+++ DATASET RECORDS

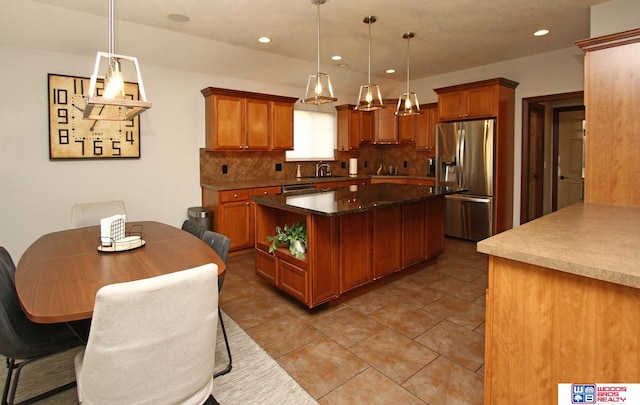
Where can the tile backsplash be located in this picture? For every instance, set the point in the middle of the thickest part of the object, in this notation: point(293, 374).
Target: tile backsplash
point(261, 165)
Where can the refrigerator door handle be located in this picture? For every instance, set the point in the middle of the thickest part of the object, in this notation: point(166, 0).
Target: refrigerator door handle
point(466, 197)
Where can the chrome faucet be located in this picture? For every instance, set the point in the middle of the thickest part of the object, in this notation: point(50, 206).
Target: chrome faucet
point(323, 170)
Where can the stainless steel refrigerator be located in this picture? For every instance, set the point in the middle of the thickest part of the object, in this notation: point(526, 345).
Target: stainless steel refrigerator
point(464, 158)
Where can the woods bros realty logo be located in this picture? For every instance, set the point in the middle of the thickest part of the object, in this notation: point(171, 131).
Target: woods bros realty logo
point(602, 393)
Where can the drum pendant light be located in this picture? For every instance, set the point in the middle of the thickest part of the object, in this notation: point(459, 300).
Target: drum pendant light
point(408, 102)
point(319, 90)
point(369, 98)
point(112, 105)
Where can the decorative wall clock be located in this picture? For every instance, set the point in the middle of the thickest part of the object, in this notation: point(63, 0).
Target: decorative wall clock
point(72, 137)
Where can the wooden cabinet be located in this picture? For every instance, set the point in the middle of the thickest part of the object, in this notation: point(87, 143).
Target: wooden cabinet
point(471, 100)
point(385, 129)
point(354, 127)
point(281, 125)
point(493, 98)
point(236, 120)
point(612, 86)
point(426, 128)
point(234, 213)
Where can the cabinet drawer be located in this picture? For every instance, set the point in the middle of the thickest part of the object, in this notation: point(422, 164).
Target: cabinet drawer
point(234, 195)
point(266, 190)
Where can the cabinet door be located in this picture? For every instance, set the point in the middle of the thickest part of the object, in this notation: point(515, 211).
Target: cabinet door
point(386, 126)
point(228, 123)
point(413, 232)
point(236, 223)
point(434, 237)
point(450, 105)
point(426, 129)
point(257, 124)
point(480, 102)
point(387, 240)
point(355, 250)
point(281, 125)
point(407, 126)
point(366, 126)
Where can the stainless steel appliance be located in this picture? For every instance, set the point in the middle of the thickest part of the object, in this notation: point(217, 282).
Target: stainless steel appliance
point(464, 158)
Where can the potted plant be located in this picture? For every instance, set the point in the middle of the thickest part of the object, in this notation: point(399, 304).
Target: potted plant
point(295, 236)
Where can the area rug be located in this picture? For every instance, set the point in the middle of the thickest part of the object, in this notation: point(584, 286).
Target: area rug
point(254, 379)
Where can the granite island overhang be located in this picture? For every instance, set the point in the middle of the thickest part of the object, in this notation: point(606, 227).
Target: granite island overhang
point(356, 236)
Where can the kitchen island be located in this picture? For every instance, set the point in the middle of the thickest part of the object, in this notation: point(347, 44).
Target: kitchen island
point(563, 303)
point(356, 235)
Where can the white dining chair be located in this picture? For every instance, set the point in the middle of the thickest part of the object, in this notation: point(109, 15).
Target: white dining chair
point(88, 214)
point(151, 341)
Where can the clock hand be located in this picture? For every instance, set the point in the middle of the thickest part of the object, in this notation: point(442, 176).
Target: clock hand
point(96, 121)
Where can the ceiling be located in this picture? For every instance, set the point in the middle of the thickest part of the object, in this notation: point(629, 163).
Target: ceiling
point(450, 35)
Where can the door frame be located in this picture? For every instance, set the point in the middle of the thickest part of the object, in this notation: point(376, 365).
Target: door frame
point(527, 104)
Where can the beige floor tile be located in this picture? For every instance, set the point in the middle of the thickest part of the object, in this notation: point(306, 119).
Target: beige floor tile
point(255, 311)
point(370, 387)
point(456, 343)
point(346, 326)
point(468, 291)
point(283, 335)
point(458, 311)
point(444, 382)
point(321, 366)
point(405, 319)
point(393, 354)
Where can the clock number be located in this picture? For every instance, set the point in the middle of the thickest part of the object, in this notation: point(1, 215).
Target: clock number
point(115, 145)
point(97, 147)
point(129, 137)
point(60, 96)
point(63, 116)
point(81, 142)
point(78, 86)
point(63, 136)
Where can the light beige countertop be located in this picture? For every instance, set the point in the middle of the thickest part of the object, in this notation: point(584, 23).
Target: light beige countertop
point(591, 240)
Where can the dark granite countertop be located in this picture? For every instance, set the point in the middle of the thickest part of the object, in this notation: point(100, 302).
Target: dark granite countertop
point(235, 185)
point(351, 199)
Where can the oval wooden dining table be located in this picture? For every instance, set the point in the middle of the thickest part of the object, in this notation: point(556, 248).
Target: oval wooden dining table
point(58, 276)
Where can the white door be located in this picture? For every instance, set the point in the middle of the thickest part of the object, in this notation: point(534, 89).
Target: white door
point(570, 157)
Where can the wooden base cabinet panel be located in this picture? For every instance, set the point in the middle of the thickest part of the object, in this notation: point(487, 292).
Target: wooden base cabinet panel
point(545, 327)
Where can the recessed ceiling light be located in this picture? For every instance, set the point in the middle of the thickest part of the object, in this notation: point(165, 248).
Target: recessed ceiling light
point(178, 17)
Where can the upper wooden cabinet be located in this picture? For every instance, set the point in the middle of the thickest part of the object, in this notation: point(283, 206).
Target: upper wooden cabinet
point(385, 125)
point(425, 128)
point(238, 120)
point(472, 100)
point(354, 127)
point(611, 96)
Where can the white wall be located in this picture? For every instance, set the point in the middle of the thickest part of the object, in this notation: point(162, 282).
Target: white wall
point(614, 16)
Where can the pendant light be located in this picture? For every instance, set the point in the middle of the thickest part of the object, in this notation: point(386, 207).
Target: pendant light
point(319, 90)
point(408, 102)
point(112, 105)
point(369, 98)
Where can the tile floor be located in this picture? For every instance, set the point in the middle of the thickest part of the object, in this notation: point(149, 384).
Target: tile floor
point(417, 340)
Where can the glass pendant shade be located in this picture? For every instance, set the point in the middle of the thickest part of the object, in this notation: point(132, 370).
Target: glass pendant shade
point(369, 97)
point(408, 102)
point(319, 89)
point(112, 105)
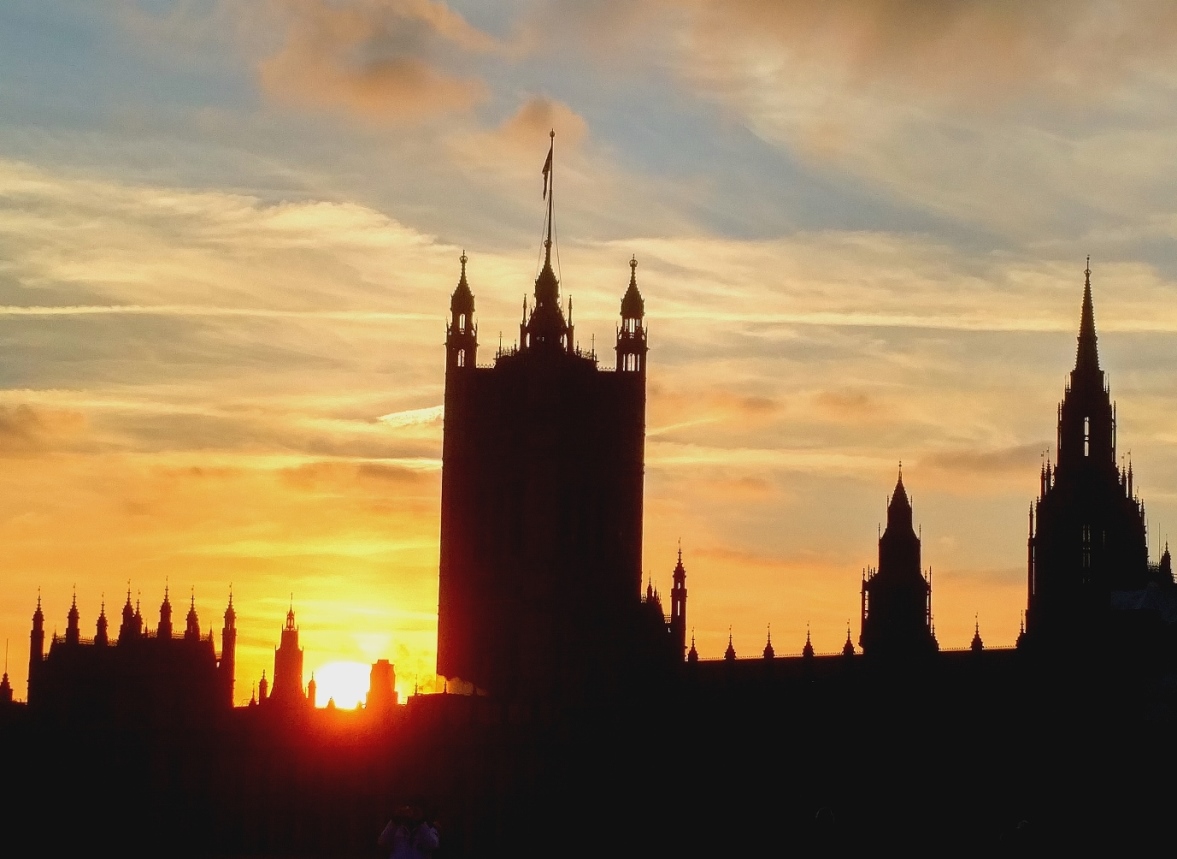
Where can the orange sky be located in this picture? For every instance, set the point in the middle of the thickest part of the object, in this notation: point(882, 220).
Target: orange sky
point(226, 253)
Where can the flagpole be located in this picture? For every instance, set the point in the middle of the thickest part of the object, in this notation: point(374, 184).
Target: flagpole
point(551, 193)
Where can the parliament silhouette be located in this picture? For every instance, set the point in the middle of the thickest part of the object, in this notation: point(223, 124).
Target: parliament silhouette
point(590, 717)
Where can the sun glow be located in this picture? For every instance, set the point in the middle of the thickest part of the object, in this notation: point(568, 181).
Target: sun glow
point(343, 681)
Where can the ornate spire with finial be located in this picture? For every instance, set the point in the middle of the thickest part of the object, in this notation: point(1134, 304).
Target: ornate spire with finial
point(1086, 359)
point(730, 653)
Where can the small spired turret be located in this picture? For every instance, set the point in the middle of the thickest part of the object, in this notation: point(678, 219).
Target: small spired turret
point(897, 598)
point(631, 337)
point(165, 616)
point(977, 644)
point(848, 650)
point(127, 630)
point(101, 637)
point(461, 333)
point(192, 625)
point(73, 633)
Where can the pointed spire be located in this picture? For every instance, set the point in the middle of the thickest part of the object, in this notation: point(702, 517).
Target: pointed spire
point(463, 299)
point(1086, 358)
point(977, 645)
point(898, 511)
point(633, 306)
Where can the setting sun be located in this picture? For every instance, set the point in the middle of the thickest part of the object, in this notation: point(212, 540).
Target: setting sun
point(343, 681)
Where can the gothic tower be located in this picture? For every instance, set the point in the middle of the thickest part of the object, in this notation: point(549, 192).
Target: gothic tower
point(192, 624)
point(165, 617)
point(678, 607)
point(897, 599)
point(1086, 527)
point(631, 335)
point(542, 493)
point(288, 665)
point(461, 333)
point(35, 648)
point(73, 631)
point(228, 652)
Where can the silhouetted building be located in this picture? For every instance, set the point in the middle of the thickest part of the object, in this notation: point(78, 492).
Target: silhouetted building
point(143, 676)
point(542, 500)
point(1088, 534)
point(381, 686)
point(287, 686)
point(896, 598)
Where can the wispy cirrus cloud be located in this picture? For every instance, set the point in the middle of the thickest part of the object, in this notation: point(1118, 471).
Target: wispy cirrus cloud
point(379, 60)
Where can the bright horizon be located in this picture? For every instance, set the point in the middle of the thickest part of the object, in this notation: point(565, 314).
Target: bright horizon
point(228, 234)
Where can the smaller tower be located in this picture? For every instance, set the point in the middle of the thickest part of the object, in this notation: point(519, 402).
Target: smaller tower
point(461, 333)
point(127, 628)
point(35, 648)
point(165, 616)
point(228, 651)
point(192, 625)
point(678, 606)
point(73, 633)
point(5, 686)
point(100, 636)
point(381, 694)
point(288, 664)
point(631, 337)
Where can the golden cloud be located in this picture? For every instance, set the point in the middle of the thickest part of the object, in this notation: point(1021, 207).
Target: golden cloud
point(373, 59)
point(26, 430)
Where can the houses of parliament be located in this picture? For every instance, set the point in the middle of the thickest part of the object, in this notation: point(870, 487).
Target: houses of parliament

++++++

Scale the items from the beginning through the line containing "point(602, 393)", both ends included, and reproduce every one of those lines, requests included. Multiply each answer coordinate by 2.45 and round it to a whole number, rounding halves up, but leave the numbers in the requests and their notation samples unchanged and omit the pictures.

**OUTPUT BELOW:**
Where can the tile backsplash be located in this picture? For every instance, set the point in the middle of the thickest part of the object, in this notation: point(293, 374).
Target: tile backsplash
point(639, 404)
Where can the refrigerator door handle be located in this picture? For every instance, set the point in the middle of the thickest part of the object, in this notation: point(166, 0).
Target: refrigerator door handle
point(1142, 483)
Where can the chrome faucet be located in this picture? For every instance, set the point in the middle of the thickest part of the object, in this notation: point(50, 206).
Target: chrome faucet
point(791, 417)
Where can the stainless steel refrigerator be located in this picture? For every instance, set the point in the middle of the thickest part of the object, in this notation: point(526, 345).
Target: stainless steel refrigerator
point(1137, 387)
Where can the woods bros realty logo be located in this picture? For every instance, set the point in the middle of the thickest part of the object, in this notation: point(171, 131).
Target: woods bros realty logo
point(1475, 963)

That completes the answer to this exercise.